WHAT IS EXPECTED – Return each line of the data below that contains the string "gray", copied unchanged. Case counts.

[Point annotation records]
((

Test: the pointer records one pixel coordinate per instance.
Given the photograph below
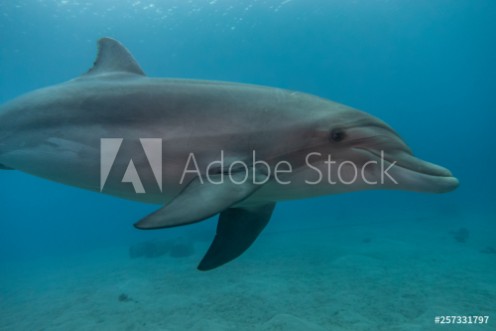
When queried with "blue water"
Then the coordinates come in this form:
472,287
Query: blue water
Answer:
428,68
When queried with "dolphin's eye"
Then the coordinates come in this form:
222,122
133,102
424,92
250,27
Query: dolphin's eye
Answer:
337,135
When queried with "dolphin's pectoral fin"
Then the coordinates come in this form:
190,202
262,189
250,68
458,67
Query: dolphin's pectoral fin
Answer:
4,167
113,57
200,200
237,229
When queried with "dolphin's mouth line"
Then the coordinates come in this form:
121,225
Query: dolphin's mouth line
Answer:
411,163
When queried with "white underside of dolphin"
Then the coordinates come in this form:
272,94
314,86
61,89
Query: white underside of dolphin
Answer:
240,136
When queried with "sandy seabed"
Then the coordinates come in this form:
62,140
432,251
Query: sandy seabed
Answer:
368,276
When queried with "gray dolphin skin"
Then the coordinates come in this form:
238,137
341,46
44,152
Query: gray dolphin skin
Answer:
220,148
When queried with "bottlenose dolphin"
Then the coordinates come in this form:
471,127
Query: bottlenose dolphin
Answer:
201,148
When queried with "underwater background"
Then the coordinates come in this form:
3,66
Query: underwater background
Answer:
379,260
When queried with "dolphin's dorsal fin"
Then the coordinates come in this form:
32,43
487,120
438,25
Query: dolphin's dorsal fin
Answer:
113,57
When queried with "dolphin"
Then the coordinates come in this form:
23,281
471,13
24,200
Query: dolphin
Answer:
201,148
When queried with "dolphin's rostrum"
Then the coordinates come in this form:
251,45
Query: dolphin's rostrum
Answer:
305,146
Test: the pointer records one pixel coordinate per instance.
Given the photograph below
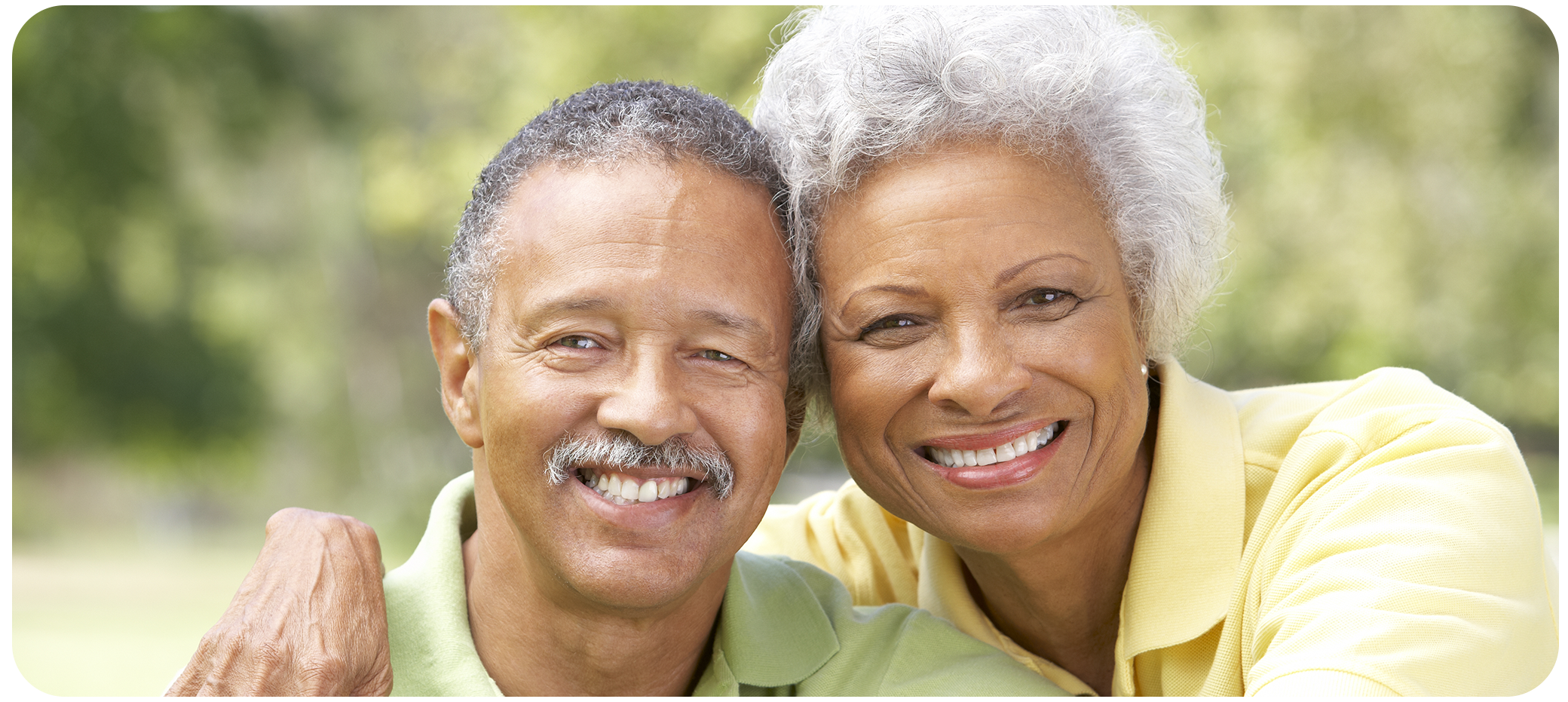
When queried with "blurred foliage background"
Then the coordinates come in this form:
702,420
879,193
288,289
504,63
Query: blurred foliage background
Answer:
228,222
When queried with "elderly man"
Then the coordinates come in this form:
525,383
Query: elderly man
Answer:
614,348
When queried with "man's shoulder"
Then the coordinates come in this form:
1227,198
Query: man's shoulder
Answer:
890,649
427,607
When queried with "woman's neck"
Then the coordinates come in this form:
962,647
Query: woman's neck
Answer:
1062,599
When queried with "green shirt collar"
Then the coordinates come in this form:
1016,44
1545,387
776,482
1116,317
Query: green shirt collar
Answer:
772,629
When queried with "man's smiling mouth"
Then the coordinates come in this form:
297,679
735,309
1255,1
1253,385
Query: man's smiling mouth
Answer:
1031,443
624,489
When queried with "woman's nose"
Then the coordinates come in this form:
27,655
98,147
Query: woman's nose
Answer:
648,403
977,373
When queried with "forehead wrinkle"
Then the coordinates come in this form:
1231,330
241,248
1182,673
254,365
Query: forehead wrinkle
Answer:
571,303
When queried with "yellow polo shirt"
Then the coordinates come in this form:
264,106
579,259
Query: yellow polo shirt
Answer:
1370,536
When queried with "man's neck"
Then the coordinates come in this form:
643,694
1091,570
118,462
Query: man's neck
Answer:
537,636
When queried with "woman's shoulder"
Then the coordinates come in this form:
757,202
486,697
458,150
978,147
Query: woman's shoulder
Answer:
1364,414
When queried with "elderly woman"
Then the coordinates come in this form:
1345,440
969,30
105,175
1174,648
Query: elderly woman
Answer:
1012,218
1007,223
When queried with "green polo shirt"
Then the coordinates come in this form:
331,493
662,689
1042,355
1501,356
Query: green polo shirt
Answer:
786,627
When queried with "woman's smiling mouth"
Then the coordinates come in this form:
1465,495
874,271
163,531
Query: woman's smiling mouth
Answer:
1034,440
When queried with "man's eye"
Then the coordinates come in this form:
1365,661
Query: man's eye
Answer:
577,342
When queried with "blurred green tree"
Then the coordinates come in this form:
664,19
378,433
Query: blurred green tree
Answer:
228,219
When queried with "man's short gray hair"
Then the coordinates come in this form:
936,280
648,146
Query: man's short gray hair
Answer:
599,126
856,87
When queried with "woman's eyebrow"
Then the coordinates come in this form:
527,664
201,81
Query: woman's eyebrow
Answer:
1003,277
904,290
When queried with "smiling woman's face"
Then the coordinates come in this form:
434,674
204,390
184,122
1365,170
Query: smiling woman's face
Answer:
982,348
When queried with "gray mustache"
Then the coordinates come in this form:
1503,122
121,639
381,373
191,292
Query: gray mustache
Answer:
620,449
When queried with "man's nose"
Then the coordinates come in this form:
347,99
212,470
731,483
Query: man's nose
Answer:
648,402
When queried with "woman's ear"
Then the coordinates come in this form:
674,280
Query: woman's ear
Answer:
460,372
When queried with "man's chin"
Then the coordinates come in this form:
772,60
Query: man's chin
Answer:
645,582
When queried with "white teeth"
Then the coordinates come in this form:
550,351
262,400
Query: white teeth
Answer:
954,458
623,489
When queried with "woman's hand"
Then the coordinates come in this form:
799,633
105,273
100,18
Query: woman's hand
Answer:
309,618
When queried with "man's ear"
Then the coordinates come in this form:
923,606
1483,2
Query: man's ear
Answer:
460,372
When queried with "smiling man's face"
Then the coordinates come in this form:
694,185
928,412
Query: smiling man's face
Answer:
650,305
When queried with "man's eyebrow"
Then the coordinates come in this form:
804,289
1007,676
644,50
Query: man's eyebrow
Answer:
557,306
740,323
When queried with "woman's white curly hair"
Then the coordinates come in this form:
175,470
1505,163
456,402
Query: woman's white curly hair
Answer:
858,87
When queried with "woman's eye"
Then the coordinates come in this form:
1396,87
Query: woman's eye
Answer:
1046,296
888,323
577,342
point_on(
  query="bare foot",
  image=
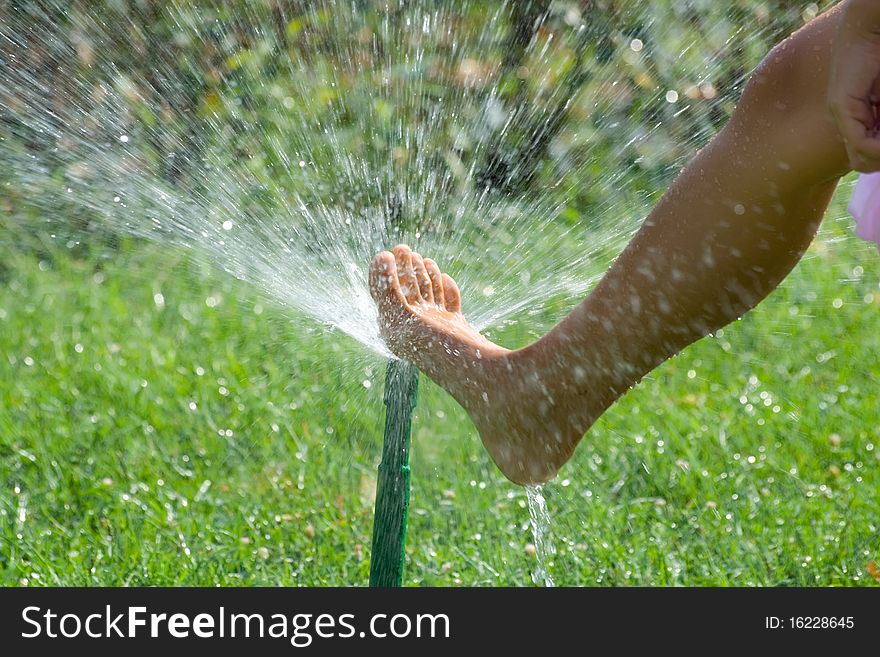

))

FINISHED EXERCISE –
When queried with "gray dolphin skin"
Query: gray dolphin skin
When queried with "man's short gray hair"
Query: man's short gray hair
When queried with "gray mustache"
Query: gray mustache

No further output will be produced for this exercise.